(Records from a data collection)
***

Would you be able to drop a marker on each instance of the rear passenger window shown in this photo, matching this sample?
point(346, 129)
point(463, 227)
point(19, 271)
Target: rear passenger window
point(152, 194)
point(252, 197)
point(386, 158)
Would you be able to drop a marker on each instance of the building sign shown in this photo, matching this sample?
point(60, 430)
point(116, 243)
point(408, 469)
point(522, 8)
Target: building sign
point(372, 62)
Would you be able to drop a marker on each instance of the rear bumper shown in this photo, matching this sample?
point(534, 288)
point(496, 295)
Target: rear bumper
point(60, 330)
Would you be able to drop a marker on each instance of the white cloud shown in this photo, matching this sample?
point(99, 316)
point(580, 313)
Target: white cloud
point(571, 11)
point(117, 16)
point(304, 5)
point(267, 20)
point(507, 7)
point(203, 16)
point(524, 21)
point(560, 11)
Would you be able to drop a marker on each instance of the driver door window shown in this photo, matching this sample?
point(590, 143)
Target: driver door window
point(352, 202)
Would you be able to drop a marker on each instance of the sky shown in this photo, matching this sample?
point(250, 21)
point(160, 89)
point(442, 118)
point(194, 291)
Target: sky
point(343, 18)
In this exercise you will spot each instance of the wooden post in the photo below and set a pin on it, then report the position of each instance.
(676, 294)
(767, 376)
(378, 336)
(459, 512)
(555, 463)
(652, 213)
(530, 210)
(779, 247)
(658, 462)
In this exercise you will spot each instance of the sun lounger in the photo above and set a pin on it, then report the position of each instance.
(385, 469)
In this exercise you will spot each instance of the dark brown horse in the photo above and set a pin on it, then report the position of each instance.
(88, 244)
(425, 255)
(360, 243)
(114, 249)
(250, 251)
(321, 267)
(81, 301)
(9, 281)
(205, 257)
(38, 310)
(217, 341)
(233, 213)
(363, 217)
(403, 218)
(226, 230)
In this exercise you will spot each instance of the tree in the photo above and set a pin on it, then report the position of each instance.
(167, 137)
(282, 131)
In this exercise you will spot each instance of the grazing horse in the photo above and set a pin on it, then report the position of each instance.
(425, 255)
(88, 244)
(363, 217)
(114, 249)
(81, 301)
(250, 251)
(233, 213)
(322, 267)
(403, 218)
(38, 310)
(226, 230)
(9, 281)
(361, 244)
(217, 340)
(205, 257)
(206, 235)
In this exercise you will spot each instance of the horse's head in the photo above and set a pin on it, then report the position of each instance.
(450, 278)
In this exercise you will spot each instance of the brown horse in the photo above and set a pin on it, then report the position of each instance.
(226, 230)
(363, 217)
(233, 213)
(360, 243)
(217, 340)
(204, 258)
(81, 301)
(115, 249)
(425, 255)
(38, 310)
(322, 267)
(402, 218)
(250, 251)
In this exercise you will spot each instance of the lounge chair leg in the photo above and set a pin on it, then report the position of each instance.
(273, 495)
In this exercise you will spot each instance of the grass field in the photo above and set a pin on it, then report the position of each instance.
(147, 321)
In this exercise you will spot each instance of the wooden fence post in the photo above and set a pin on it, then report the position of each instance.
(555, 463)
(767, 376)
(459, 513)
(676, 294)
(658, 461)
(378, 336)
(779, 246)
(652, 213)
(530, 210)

***

State in a single number how many lines in the data include the word "Would".

» **SOLVED EXERCISE**: 6